* EXERCISE DESCRIPTION:
Copy nothing but the text: reproduce each line of the listing exactly and leave the pictures out.

* SUPPLIED ENTRIES:

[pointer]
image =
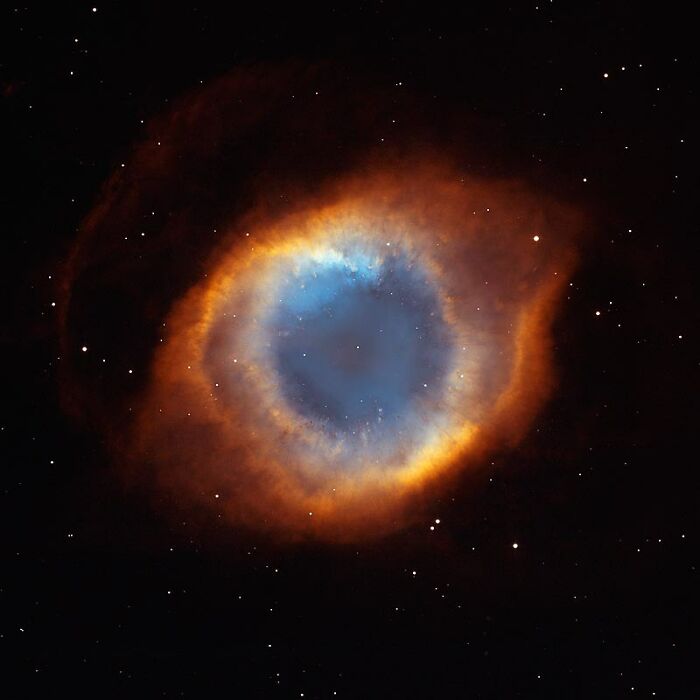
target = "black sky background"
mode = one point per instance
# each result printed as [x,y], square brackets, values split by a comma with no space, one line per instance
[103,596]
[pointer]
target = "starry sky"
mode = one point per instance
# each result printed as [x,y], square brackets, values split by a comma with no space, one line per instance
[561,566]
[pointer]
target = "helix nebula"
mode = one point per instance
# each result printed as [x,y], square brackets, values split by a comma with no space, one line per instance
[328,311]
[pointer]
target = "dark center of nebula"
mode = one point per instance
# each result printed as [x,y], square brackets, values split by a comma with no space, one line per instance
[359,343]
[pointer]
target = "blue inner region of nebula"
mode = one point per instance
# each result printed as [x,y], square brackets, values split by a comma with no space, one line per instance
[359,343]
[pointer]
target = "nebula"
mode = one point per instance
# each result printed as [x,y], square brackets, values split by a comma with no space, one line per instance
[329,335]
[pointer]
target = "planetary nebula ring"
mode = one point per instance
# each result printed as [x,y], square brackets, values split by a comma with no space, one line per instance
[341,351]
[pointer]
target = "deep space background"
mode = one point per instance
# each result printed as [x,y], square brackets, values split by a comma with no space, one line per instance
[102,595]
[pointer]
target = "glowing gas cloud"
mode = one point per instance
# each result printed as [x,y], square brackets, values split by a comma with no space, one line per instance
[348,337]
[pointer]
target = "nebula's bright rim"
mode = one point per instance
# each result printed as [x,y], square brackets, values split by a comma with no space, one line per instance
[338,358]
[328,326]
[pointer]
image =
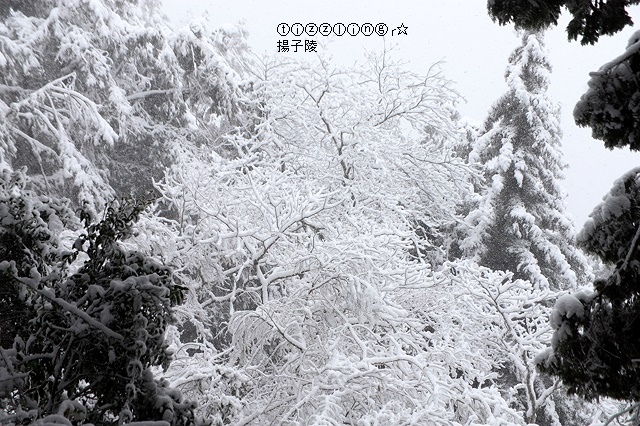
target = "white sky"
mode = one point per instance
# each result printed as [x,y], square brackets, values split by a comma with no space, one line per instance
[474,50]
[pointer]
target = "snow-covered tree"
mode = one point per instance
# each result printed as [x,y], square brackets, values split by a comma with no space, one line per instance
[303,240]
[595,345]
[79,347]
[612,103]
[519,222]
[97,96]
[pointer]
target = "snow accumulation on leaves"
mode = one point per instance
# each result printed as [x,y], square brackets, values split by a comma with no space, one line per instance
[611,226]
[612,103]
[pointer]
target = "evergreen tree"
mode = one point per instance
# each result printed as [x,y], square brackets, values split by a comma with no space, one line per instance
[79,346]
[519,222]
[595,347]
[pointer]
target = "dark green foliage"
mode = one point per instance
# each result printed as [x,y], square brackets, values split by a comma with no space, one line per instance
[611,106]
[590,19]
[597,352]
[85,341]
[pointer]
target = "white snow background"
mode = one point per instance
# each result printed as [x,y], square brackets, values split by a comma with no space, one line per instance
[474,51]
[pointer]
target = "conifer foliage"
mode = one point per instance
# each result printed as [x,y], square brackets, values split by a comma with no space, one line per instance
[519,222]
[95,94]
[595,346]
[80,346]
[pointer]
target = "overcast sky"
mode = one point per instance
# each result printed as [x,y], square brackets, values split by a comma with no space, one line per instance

* SOLUTION TO THIS EXERCISE:
[pointer]
image =
target = "black sky background"
mode = one point per instance
# each result printed as [x,y], square brackets, values split by a comma with no space, one line per instance
[103,596]
[pointer]
target = "starry sky"
mode = one point per instance
# each result printed as [x,y], square brackets, values split by a comma with no space, one line per instance
[561,566]
[pointer]
target = "helix nebula"
mode = one point per instance
# each result printed as [x,y], square brackets, values split by a comma with no space, one line per instance
[328,311]
[pointer]
target = "dark center of nebula"
mode = one point per instance
# each result printed as [x,y], square brackets, values split by a comma with no space, one line per instance
[359,343]
[pointer]
target = "blue inner region of nebula"
mode = one point per instance
# each result printed as [x,y], square brackets, values split by a comma with no space, one line per instance
[359,343]
[pointer]
target = "nebula"
mode = one point per instance
# each result printed as [x,y], square brackets, values split by a comma with no space, one line per instance
[329,335]
[pointer]
target = "planetary nebula ring"
mode = one point per instance
# each result printed as [x,y], square brackets, values split by a comma with no space, one line per instance
[341,351]
[pointer]
target = "deep space background"
mode = one point per instance
# each result printed as [x,y], square brackets, values split by a comma with no space, one line per instance
[102,595]
[pointer]
target = "glowing gas cloud"
mode = one point per instance
# each result printed as [x,y], square brackets, values split by a comma with no space, one line per instance
[348,337]
[pointer]
target = "nebula's bright rim"
mode = one point per instance
# each result printed as [x,y], square brackets, values split by a comma with no space, one line per instance
[338,358]
[328,326]
[pointer]
image =
target = "white sky"
mode = one point per instance
# each result printed as [x,y], square brackets, values split by a comma with no space, one line per instance
[474,50]
[pointer]
target = "snow-covered tree"
mode = one point per instance
# each result printed as [x,y], square brackets, values split by a comma with no space, one line per instance
[303,240]
[595,345]
[79,347]
[612,103]
[519,222]
[97,96]
[pointer]
target = "snow accumulation on leaves"
mode = one point per instance
# each result printed as [x,y], square brackets, values split by a comma with no space, one line per instance
[611,226]
[612,103]
[pointer]
target = "evergreen tree"
mode = one point per instance
# each result printed as [x,y], square brackets, values split by a comma with no space, one line per instance
[79,346]
[519,222]
[595,347]
[pointer]
target = "dark green foliage"
mode = one point per instance
# each result printed as [x,y], square brackets, values split by a comma with no space, one line per instance
[611,106]
[590,19]
[597,352]
[85,341]
[pointer]
target = "white snow background"
mode = one point per instance
# each result printed as [x,y], square brackets, values split by a comma with no space, one line per instance
[474,51]
[pointer]
target = "conifer foliage"
mode = one point per instance
# each result printed as [x,y], square brackets, values split by a comma with no space, one line per instance
[519,222]
[95,94]
[595,346]
[80,346]
[pointer]
target = "overcast sky"
mode = one point per instance
# each result printed as [x,y], square brackets, values split by a comma with no space, one line per instance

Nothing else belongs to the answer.